===== Extracted material =====

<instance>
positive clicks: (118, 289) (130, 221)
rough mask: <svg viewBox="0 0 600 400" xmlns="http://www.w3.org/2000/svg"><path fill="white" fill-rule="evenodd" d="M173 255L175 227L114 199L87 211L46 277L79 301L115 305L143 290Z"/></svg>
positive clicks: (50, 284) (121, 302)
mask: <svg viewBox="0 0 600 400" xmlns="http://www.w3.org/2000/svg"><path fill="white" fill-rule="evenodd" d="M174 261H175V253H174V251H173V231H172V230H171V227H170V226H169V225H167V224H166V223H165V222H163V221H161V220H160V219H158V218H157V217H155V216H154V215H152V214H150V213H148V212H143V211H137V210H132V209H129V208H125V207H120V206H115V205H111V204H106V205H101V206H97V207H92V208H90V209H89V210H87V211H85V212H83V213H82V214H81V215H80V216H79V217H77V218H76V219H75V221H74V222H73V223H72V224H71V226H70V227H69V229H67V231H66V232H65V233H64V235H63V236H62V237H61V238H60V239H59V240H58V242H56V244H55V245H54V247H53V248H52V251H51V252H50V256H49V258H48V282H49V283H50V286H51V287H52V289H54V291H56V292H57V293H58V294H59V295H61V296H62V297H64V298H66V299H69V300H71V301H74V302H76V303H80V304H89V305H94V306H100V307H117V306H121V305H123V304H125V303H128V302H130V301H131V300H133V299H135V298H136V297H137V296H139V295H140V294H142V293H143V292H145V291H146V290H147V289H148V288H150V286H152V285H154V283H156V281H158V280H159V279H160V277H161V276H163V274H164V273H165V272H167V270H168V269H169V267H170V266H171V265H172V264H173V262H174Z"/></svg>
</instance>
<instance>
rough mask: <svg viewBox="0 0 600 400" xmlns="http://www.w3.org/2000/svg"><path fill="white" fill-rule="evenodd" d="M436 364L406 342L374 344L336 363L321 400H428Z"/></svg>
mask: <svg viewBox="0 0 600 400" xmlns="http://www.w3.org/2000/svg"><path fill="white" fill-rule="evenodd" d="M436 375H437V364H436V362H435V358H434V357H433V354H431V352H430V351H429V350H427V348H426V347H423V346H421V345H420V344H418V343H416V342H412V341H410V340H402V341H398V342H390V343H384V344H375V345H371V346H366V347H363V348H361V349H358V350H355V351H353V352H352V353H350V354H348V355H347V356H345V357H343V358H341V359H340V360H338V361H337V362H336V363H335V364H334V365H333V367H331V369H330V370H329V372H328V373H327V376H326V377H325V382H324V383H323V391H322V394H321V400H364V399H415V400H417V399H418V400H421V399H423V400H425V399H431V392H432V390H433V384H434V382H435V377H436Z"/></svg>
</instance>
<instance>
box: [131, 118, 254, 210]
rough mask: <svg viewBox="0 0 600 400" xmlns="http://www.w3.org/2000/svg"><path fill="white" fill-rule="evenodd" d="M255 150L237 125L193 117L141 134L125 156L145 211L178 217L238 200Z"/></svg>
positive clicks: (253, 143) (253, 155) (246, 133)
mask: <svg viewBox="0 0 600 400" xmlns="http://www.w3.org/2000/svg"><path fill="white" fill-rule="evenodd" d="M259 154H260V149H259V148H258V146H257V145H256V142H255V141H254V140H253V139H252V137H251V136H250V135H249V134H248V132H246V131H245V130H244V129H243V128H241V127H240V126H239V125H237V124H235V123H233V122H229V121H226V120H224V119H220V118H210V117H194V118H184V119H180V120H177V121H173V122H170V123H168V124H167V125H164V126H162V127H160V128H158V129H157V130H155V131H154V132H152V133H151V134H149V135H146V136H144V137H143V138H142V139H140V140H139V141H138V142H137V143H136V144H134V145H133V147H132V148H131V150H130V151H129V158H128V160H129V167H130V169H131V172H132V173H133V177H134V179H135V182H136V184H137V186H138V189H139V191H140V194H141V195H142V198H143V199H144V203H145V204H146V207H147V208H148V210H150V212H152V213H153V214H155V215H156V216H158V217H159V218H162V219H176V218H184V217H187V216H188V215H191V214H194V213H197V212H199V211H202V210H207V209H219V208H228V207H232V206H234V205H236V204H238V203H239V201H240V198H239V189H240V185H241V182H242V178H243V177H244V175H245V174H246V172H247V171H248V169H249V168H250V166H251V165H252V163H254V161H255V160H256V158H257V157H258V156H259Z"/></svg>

=====
===== Extracted material =====

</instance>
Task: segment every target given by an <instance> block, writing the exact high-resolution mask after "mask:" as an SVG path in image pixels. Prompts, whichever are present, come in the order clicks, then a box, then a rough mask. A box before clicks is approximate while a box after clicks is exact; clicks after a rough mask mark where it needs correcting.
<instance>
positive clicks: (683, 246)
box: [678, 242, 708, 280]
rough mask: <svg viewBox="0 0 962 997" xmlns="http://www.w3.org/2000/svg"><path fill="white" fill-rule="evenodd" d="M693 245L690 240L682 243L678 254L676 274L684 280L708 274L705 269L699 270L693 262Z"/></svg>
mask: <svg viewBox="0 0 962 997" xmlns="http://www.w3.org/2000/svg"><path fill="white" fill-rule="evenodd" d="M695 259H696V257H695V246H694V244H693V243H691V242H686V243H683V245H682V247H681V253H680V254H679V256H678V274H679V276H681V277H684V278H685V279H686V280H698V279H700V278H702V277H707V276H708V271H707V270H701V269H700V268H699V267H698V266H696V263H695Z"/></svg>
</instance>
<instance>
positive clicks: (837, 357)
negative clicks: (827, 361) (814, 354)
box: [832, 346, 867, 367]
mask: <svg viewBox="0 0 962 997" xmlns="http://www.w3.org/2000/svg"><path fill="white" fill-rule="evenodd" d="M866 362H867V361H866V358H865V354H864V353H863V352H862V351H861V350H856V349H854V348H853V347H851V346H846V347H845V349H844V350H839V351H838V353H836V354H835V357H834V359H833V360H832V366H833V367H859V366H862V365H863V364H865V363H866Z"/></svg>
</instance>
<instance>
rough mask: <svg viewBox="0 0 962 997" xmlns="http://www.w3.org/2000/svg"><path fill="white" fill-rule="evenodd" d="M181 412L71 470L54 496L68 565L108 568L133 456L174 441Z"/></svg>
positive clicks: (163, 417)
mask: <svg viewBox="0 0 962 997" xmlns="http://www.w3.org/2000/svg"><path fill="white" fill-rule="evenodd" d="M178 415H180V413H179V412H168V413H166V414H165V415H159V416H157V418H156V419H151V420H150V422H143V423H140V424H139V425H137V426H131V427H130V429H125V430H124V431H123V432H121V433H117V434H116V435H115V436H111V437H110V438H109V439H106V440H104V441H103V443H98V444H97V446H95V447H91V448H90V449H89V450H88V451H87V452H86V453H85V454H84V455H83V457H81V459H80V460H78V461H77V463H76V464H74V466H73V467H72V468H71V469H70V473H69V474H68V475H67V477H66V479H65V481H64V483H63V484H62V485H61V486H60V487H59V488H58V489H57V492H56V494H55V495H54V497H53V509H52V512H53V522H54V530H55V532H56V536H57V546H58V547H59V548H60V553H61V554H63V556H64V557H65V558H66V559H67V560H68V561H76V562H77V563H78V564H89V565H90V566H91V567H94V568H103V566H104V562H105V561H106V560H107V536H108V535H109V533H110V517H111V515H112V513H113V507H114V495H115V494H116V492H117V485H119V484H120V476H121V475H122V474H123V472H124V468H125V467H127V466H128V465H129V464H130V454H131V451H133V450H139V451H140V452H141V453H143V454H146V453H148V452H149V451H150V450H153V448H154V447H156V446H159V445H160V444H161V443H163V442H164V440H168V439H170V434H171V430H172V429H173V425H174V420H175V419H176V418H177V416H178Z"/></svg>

=====

Assignment: Using the data above, print exactly the lines from the line that contains "box: [832, 346, 867, 367]" through the line that contains "412L71 470L54 496L68", with both included.

Your solution:
box: [832, 346, 867, 367]
mask: <svg viewBox="0 0 962 997" xmlns="http://www.w3.org/2000/svg"><path fill="white" fill-rule="evenodd" d="M866 362H867V361H866V358H865V354H864V353H863V352H862V351H861V350H856V349H854V348H853V347H851V346H846V347H845V349H844V350H839V351H838V353H836V354H835V357H834V359H833V360H832V366H833V367H859V366H862V365H863V364H865V363H866Z"/></svg>
</instance>
<instance>
rough mask: <svg viewBox="0 0 962 997" xmlns="http://www.w3.org/2000/svg"><path fill="white" fill-rule="evenodd" d="M181 412L71 470L54 496L68 565L108 568L133 456L174 441Z"/></svg>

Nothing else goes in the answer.